Recorded data:
☆ ☆ ☆ ☆ ☆ ☆ ☆

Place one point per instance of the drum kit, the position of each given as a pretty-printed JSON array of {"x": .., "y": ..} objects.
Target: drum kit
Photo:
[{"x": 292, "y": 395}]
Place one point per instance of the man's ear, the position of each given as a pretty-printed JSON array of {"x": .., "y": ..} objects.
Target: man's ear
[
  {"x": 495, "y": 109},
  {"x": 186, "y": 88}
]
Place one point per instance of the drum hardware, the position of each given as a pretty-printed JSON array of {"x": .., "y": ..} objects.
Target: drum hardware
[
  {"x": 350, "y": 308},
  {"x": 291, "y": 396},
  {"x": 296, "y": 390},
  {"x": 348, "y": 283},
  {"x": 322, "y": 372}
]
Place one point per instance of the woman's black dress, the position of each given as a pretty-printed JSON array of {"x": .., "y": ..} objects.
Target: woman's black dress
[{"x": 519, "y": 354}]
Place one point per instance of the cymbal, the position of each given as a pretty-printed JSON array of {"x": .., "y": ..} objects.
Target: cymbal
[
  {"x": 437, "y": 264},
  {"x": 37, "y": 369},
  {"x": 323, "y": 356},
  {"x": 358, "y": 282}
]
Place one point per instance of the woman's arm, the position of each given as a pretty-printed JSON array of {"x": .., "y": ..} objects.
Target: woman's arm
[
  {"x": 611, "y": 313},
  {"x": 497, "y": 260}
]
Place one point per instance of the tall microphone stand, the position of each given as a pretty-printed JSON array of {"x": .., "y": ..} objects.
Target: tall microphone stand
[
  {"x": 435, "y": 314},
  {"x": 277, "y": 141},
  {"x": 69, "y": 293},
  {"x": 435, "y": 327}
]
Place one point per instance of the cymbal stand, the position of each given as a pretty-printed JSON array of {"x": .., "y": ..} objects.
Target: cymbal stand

☆ ☆ ☆ ☆ ☆ ☆ ☆

**WHAT TO DO**
Every record, restated word for word, should make up your reply.

**ANSWER SPACE**
Place one point per instance of the drum kit, the position of each given as a pretty-printed JSON array of {"x": .., "y": ..} objects.
Target: drum kit
Photo:
[{"x": 292, "y": 395}]
Place one point per instance of the man's ear, the position of each given as a pretty-printed JSON array of {"x": .., "y": ..} objects.
Target: man's ear
[
  {"x": 495, "y": 109},
  {"x": 186, "y": 88}
]
Place one point per instance of the drum hardware, the position of each given as a pretty-printed JSON array of {"x": .., "y": ..} objects.
Target: drum hardware
[
  {"x": 350, "y": 308},
  {"x": 291, "y": 396},
  {"x": 296, "y": 390},
  {"x": 348, "y": 283},
  {"x": 322, "y": 372}
]
Place one point per instance of the woman's black dress, the position of each given as a pretty-printed JSON array of {"x": .., "y": ..} objects.
Target: woman's black dress
[{"x": 519, "y": 354}]
Place one point per instance of the cymbal, the position of each given as a pretty-printed JSON array of {"x": .., "y": ..} objects.
Target: cymbal
[
  {"x": 437, "y": 264},
  {"x": 37, "y": 369},
  {"x": 323, "y": 356},
  {"x": 358, "y": 282}
]
Place one point per instance of the woman's arm, the position of each given as a pretty-printed JSON array of {"x": .., "y": ..} objects.
Target: woman's arm
[
  {"x": 611, "y": 313},
  {"x": 497, "y": 260}
]
Place one point per instance of the tall microphone stand, the position of each given as a pretty-printed JSON array of {"x": .., "y": ..} objects.
Target: tall microphone stand
[
  {"x": 435, "y": 314},
  {"x": 277, "y": 141},
  {"x": 69, "y": 293},
  {"x": 435, "y": 327}
]
Place one point per instance of the cymbal stand, the position of each given as a pretty-printed JSON array of {"x": .., "y": ..} objects.
Target: cymbal stand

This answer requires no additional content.